_What you should do:_ Copy each of the following items word for word, leaving out the pictures.

(Items in a dataset)
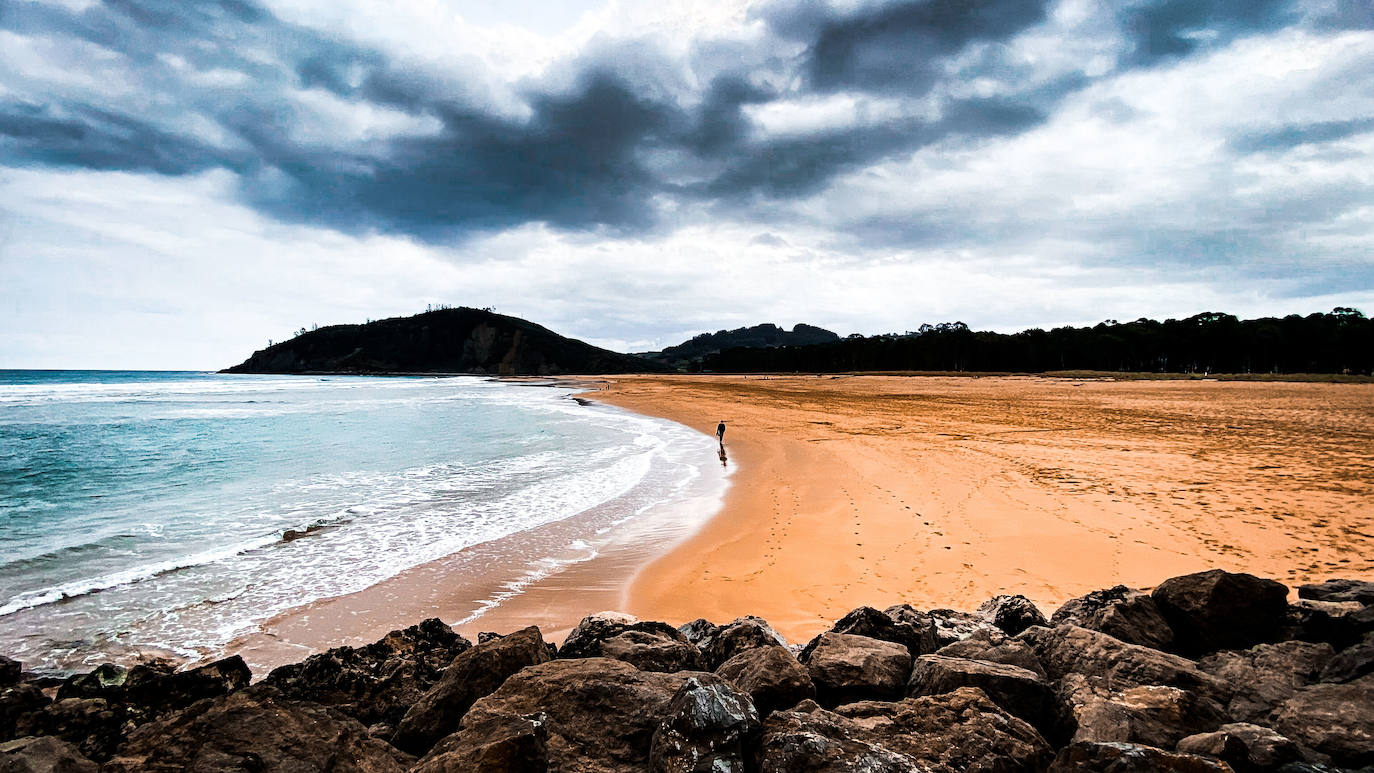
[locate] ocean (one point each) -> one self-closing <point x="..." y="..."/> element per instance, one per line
<point x="177" y="511"/>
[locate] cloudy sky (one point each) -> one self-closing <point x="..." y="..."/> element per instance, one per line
<point x="183" y="180"/>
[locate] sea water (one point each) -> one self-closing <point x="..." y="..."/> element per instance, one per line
<point x="177" y="511"/>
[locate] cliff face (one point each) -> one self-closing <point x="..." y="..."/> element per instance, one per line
<point x="448" y="341"/>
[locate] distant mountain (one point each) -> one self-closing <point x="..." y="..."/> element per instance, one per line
<point x="757" y="337"/>
<point x="445" y="341"/>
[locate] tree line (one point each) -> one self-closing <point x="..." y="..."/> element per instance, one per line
<point x="1337" y="342"/>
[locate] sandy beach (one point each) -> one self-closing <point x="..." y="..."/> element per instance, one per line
<point x="939" y="492"/>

_Expected answer:_
[locate] ocean (one point each) -> one self-closing <point x="..." y="..."/> element per instance, one per line
<point x="177" y="511"/>
[locate] cloudy sky (one point each) -> one self-closing <point x="..." y="..."/> element per instance, one per line
<point x="183" y="180"/>
[locate] sea water (one point each) -> one self-closing <point x="..." y="..."/> element per instance, one per line
<point x="177" y="511"/>
[locate] cliff face (one point each) -> one self-closing <point x="..." y="..."/> element per instance, one per line
<point x="448" y="341"/>
[locate] distant mountain (one point each) -> one self-closing <point x="..." y="..."/> element per instance, one per line
<point x="757" y="337"/>
<point x="445" y="341"/>
[locate] tree line (one point each) -> one self-closing <point x="..." y="..."/> element per instance, one per line
<point x="1337" y="342"/>
[locate] sandy beach (one point each) -> one self-closing <point x="..." y="..."/> element per instance, one per line
<point x="939" y="492"/>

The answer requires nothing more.